---------- Reading text ----------
The issue was forced busing to achieve public school integration and the anecdote was powerful. Harris talked about a small child whose education, she claimed, was vastly improved by what lay at the end of a daily bus ride and (get ready for it because Harris was) “I was that little girl.”

It was powerful stuff that Biden might have defused by verbally patting Harris on the head, complimenting her intelligence and grit, and explaining to her what was going on nationwide at the time he staked out his position against forced busing. It would be too much to ask that he parse the arguments of both sides in evaluation of what busing orders accomplished while they existed, but that would be overkill anyway in a debate where seconds count.

Instead, Biden did not even make eye contact with Harris as he mounted his high horse and ticked off many of the issues where he was on the same side as the civil rights establishment. Sometimes his support was politically inconvenient. Apparently, the voters were being invited to weigh the one time he bucked the major civil rights organizations against the many times he backed them in the face of the Dixiecrats’ ire.

The result was what the game theory gang calls lose-lose. Biden was made to appear a doddering old man and Harris bought into another toxic campaign issue, the first one being whether her health insurance plan would do away with private insurance.

She finds herself in rooms that want to hear that private health insurance is a goner but she knows the voters do not want to hear that, so she waffles.
----------
◆ Problem set
(1) Swap "high horse" for "soapbox" and give the stretch of the debate commentary from "Instead, Biden did" through "the Dixiecrats’ ire.".
(2) Pick up the commentary on the Biden–Harris debate exchange after its last sentence and continue it.
The records that come next are separate material with no connection to the debate commentary.
---------- Data under study ----------
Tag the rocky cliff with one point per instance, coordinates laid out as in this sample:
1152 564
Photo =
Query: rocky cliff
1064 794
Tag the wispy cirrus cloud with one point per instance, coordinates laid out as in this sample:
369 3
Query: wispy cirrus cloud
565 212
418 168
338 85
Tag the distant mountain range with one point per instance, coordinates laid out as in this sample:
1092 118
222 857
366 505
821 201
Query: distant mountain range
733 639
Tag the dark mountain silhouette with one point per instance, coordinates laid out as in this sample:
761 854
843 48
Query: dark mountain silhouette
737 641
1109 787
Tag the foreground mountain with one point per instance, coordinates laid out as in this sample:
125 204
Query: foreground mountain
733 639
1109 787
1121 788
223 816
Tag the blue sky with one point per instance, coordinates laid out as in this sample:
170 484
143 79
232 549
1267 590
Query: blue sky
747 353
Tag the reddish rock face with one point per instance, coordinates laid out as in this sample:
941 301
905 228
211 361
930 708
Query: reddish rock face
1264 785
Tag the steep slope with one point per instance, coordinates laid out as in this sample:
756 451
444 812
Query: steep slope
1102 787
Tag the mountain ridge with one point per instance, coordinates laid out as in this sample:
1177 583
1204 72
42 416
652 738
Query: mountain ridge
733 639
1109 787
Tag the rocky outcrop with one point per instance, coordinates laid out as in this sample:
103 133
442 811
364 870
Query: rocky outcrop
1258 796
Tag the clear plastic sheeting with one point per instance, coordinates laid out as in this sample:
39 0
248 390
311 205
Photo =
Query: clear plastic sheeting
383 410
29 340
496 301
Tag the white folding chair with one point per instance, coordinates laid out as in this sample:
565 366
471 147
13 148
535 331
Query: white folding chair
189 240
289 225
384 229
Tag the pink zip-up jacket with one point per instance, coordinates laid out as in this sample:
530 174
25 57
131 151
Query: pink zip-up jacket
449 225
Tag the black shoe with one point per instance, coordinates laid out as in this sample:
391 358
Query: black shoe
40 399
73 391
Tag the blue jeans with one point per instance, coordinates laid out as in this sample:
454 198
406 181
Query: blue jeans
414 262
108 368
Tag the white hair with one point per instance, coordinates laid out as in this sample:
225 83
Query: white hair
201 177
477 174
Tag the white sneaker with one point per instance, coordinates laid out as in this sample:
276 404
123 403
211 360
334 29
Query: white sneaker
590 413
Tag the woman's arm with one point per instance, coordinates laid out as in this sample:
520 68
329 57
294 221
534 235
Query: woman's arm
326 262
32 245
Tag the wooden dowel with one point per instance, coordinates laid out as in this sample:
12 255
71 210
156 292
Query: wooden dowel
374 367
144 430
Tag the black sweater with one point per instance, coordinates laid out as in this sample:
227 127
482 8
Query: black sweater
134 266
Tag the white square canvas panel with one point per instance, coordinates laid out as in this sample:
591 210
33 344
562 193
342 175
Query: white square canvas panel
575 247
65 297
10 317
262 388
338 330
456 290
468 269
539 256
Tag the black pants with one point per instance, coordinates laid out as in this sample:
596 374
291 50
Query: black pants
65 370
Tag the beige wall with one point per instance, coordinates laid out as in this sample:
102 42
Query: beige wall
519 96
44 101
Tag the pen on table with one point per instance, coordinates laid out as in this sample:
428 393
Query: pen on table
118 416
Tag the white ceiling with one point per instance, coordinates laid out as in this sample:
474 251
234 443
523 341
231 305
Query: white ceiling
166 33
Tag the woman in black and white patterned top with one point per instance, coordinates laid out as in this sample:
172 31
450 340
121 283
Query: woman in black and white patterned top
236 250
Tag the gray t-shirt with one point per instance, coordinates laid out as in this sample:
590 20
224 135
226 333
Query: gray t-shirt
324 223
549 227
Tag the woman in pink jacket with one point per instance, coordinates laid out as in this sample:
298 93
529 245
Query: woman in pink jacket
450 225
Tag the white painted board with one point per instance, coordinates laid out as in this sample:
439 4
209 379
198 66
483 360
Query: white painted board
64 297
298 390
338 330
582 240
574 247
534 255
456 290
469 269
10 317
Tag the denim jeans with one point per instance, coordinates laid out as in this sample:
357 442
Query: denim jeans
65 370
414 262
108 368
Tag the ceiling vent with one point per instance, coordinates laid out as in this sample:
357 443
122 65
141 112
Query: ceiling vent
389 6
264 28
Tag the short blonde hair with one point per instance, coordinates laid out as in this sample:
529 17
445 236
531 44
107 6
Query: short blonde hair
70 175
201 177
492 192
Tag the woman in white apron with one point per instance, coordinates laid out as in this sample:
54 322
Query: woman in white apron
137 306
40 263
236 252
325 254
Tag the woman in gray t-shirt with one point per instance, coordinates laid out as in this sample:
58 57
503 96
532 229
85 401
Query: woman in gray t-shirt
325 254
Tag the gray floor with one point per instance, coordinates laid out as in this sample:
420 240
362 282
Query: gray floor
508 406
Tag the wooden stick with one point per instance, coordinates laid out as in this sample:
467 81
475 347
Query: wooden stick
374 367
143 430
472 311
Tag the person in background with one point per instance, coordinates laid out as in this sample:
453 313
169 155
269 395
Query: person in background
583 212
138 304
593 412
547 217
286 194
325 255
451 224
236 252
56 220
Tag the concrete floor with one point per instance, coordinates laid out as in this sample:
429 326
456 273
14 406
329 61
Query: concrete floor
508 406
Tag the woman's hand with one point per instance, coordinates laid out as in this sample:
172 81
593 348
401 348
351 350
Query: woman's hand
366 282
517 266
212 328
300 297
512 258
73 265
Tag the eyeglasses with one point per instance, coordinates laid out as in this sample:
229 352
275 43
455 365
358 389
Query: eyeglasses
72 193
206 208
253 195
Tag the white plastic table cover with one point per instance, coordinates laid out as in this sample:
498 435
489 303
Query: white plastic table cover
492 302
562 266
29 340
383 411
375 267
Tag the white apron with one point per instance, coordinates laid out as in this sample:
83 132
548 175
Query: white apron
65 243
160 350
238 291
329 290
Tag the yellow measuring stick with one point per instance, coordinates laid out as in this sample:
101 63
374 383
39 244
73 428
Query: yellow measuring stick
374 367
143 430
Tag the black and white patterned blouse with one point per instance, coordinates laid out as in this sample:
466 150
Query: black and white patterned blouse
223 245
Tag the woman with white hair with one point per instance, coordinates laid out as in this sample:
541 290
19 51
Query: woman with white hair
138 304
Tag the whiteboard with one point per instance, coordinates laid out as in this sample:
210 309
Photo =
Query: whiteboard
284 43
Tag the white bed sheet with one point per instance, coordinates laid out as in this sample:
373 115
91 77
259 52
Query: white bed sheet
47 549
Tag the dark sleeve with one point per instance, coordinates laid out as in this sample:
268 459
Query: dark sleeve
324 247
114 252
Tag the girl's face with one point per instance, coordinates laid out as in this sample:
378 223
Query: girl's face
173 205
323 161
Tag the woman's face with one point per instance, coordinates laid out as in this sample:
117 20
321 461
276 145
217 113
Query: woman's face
----------
◆ Results by task
(1)
Instead, Biden did not even make eye contact with Harris as he mounted his soapbox and ticked off many of the issues where he was on the same side as the civil rights establishment. Sometimes his support was politically inconvenient. Apparently, the voters were being invited to weigh the one time he bucked the major civil rights organizations against the many times he backed them in the face of the Dixiecrats’ ire.

(2)
Busing is the same. Most of the rooms in which she speaks will want her to be in favor of busing, but there are reasons why busing went away that are not directly connected to racism. Back in 1972, Gallup had white people opposed to forced busing to integrate schools by 77 percent. No surprise there, but 47 percent of black people were also opposed.

There are many reasons blacks might be opposed. There was the Detroit fiasco, where a school district already in debt was asked to dig the hole deeper for school buses, or the Kansas City fiasco, where they built all manner of magnet schools and no white people took the bait — -or it could be what a black activist told me back in the seventies: “We just get tired of sending our kids to chase white people around.” She was reacting to a specific proposed plan that had black kids bused to white schools, but her point was that the black kids always seemed to draw the inconvenience straw.

But the big deal is that the Supreme Court has said federal courts have no power to require that school district lines be redrawn to accomplish integration. If that is the case — and it is — it really makes no difference if a black child’s test scores can be improved by sitting next to a white child.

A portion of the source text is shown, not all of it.